* DIRECTIONS FOR THIS TASK *
In the entries, find all lines that hold the word "below" and copy them.
--------------------
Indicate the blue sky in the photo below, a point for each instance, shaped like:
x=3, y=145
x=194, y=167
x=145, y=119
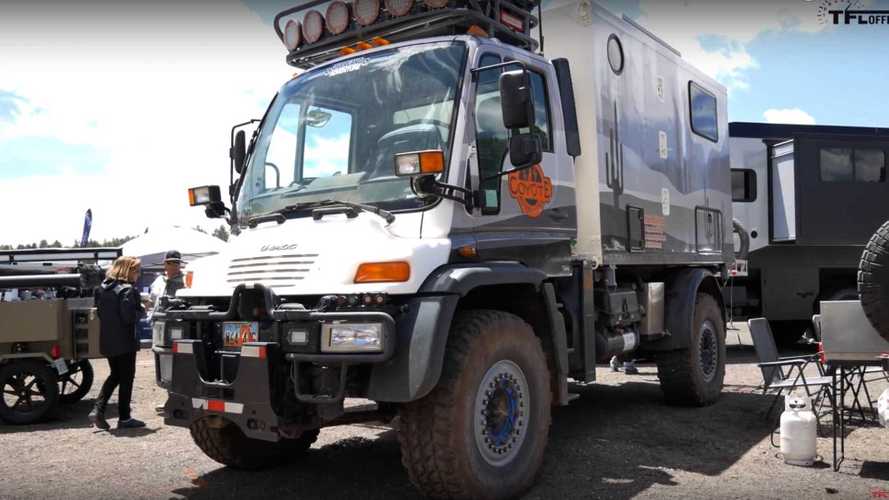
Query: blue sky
x=136, y=101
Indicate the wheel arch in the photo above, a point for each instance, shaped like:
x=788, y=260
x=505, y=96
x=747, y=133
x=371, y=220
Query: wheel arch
x=683, y=287
x=506, y=286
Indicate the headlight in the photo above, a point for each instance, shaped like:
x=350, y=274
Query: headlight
x=176, y=333
x=352, y=337
x=157, y=333
x=297, y=336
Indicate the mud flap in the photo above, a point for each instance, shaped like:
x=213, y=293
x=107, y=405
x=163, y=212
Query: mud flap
x=245, y=402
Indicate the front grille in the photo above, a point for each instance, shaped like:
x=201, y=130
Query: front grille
x=271, y=270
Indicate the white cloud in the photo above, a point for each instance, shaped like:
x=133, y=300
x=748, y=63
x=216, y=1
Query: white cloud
x=794, y=116
x=713, y=34
x=154, y=89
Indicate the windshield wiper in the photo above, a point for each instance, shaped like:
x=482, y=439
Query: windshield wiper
x=330, y=208
x=280, y=215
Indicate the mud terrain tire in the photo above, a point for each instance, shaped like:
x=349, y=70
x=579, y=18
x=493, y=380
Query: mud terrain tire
x=694, y=376
x=482, y=431
x=873, y=280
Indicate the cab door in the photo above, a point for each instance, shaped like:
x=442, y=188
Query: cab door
x=528, y=215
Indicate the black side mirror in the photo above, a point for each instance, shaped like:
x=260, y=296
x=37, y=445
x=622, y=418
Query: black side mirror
x=238, y=152
x=515, y=99
x=525, y=150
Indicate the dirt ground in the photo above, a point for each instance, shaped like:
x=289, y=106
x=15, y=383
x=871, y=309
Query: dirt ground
x=619, y=440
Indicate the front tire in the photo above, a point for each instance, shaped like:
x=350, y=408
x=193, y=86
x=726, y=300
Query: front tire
x=229, y=446
x=482, y=432
x=29, y=391
x=694, y=376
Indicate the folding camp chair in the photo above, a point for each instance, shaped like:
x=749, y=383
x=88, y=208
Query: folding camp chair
x=784, y=375
x=857, y=378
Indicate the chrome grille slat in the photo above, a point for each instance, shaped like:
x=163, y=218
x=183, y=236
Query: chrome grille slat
x=260, y=264
x=247, y=280
x=266, y=271
x=280, y=270
x=266, y=257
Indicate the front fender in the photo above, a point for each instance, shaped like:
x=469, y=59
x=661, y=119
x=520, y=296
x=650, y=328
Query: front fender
x=422, y=332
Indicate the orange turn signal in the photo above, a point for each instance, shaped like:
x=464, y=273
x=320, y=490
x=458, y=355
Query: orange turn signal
x=383, y=272
x=420, y=162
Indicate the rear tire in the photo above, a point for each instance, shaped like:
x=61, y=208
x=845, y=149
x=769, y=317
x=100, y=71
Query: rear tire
x=229, y=446
x=482, y=431
x=694, y=376
x=29, y=391
x=873, y=280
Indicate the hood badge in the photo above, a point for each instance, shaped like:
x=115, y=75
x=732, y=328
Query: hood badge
x=277, y=248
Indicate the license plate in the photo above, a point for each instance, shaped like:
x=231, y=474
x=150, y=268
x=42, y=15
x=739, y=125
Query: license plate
x=237, y=334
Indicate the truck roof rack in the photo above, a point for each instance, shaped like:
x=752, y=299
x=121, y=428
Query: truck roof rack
x=510, y=21
x=58, y=254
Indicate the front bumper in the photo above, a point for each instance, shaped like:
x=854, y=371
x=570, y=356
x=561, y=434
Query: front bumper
x=407, y=369
x=245, y=402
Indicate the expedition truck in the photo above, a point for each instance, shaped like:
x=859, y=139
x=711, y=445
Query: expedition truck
x=436, y=217
x=810, y=196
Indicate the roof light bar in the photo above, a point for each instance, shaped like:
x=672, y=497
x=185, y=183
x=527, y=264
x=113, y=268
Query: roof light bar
x=367, y=11
x=398, y=8
x=313, y=26
x=337, y=16
x=292, y=34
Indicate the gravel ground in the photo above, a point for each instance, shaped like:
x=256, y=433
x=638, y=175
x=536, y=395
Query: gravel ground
x=618, y=440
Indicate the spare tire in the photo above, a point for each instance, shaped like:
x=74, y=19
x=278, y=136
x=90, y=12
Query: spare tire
x=873, y=280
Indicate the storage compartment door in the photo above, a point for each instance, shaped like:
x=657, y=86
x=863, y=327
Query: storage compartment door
x=783, y=193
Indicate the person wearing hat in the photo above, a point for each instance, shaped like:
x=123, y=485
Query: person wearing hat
x=167, y=284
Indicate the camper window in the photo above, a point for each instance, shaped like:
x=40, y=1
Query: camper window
x=702, y=106
x=743, y=185
x=852, y=165
x=615, y=54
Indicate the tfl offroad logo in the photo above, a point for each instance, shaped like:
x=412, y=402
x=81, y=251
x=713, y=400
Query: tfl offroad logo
x=277, y=248
x=531, y=189
x=845, y=12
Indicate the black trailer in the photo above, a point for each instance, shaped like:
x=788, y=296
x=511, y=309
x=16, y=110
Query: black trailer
x=809, y=197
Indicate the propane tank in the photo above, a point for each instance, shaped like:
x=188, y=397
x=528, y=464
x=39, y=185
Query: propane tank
x=798, y=429
x=883, y=408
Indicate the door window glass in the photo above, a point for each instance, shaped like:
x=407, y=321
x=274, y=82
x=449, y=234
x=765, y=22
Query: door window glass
x=492, y=138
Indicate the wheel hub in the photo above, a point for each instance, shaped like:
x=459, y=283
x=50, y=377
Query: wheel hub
x=708, y=352
x=501, y=409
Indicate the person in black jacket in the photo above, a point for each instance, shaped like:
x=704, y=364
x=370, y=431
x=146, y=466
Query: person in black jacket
x=119, y=307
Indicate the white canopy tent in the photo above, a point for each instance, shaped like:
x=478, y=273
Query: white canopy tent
x=152, y=246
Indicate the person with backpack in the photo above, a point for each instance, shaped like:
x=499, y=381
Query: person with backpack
x=119, y=306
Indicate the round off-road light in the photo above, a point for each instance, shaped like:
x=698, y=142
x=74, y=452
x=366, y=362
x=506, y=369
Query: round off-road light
x=398, y=8
x=292, y=35
x=313, y=26
x=366, y=11
x=337, y=17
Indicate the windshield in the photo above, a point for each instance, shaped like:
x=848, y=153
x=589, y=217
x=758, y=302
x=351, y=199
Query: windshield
x=331, y=134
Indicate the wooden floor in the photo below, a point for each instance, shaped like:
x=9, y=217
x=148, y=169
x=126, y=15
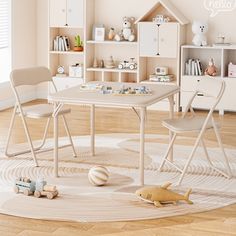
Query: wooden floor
x=218, y=222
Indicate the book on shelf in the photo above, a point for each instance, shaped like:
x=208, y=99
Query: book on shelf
x=193, y=67
x=161, y=78
x=61, y=43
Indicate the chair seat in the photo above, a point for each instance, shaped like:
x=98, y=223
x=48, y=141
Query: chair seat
x=42, y=111
x=186, y=124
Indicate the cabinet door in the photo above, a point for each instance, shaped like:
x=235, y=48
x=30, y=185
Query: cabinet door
x=168, y=40
x=75, y=13
x=57, y=13
x=148, y=36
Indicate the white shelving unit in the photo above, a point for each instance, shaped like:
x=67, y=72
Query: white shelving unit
x=222, y=57
x=155, y=45
x=66, y=18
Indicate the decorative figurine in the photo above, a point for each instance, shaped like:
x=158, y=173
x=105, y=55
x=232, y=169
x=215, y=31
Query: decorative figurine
x=199, y=29
x=95, y=63
x=101, y=64
x=211, y=69
x=78, y=44
x=111, y=34
x=110, y=63
x=127, y=33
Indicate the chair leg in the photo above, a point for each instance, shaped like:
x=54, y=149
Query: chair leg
x=29, y=140
x=189, y=159
x=29, y=150
x=10, y=131
x=223, y=151
x=69, y=135
x=210, y=162
x=167, y=152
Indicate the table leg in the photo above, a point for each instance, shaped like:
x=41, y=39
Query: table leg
x=92, y=129
x=55, y=118
x=171, y=116
x=142, y=146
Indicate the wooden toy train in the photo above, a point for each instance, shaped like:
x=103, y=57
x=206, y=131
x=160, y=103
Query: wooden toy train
x=37, y=188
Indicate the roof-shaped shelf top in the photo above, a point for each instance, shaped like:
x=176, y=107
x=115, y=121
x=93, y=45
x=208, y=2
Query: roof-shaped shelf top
x=164, y=7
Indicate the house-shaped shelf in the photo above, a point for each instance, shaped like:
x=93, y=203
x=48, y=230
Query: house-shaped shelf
x=166, y=8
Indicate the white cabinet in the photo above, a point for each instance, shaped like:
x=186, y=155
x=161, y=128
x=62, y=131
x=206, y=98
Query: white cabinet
x=158, y=40
x=66, y=13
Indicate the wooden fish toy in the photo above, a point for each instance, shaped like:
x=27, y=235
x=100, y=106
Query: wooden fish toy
x=162, y=195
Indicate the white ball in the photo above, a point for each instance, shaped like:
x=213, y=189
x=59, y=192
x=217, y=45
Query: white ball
x=98, y=175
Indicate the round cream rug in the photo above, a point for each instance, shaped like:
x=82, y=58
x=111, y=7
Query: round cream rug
x=79, y=201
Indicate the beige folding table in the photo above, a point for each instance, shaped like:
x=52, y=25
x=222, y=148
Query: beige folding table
x=139, y=103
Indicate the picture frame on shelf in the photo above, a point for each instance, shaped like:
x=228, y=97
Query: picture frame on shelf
x=99, y=33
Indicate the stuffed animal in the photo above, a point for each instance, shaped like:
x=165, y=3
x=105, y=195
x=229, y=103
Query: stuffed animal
x=127, y=33
x=199, y=29
x=162, y=195
x=211, y=69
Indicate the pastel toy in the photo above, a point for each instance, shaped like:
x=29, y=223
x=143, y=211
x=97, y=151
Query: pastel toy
x=127, y=33
x=162, y=195
x=38, y=188
x=199, y=29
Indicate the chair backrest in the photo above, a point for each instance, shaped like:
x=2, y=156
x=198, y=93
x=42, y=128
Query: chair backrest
x=212, y=88
x=30, y=76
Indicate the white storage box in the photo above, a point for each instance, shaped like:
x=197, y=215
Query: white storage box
x=76, y=71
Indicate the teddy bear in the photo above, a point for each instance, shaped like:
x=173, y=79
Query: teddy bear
x=211, y=69
x=127, y=33
x=199, y=29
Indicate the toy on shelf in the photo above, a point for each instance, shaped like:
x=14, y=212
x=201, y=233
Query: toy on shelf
x=162, y=195
x=199, y=29
x=38, y=188
x=101, y=64
x=110, y=63
x=127, y=33
x=98, y=175
x=211, y=70
x=161, y=19
x=78, y=44
x=111, y=34
x=128, y=65
x=95, y=63
x=161, y=75
x=232, y=70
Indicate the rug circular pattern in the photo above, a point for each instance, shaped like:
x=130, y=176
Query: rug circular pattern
x=79, y=201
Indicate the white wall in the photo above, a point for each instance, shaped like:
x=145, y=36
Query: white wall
x=110, y=12
x=24, y=46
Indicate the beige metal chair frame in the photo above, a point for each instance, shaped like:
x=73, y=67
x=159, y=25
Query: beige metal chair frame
x=213, y=88
x=33, y=76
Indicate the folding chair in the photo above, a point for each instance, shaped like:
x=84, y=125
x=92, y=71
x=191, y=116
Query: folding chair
x=213, y=89
x=32, y=77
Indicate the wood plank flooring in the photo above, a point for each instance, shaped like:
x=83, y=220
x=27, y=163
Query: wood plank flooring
x=218, y=222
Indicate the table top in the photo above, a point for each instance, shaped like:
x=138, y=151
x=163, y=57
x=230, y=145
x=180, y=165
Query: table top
x=76, y=96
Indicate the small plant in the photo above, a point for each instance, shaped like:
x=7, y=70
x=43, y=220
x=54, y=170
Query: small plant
x=78, y=44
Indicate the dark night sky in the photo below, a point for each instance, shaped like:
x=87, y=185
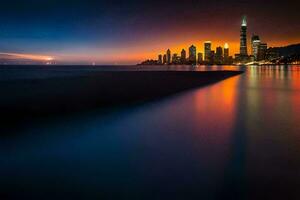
--------------------
* SOLUTION TO THE EXERCISE *
Indicate the blue sky in the photo below, a point for each instance, shaped like:
Indicate the wooden floor in the photo below, a point for each instance, shaped like:
Indicate the dark night sky in the photo below, a point for each instance, shaped like:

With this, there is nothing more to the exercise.